Stored dataset items:
*-*-*

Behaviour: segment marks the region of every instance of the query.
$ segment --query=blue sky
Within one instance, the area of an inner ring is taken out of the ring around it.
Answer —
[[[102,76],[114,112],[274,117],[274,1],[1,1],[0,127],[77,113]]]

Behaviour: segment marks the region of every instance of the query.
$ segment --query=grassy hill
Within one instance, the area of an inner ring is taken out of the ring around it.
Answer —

*-*-*

WRITTEN EXERCISE:
Working from the material above, retype it in its entirety without change.

ANSWER TO THIS TASK:
Behaviour: segment marks the region of every instance of the query.
$ segment --query=blue sky
Within one instance, the area of an inner ring is taken out of the ring around it.
Answer —
[[[102,76],[114,112],[274,117],[274,1],[1,1],[0,127],[77,113]]]

Behaviour: segment marks the region of every instance of the query.
$ segment --query=grassy hill
Within one instance, the area of an inner ring is taken out of the ring around it.
Answer —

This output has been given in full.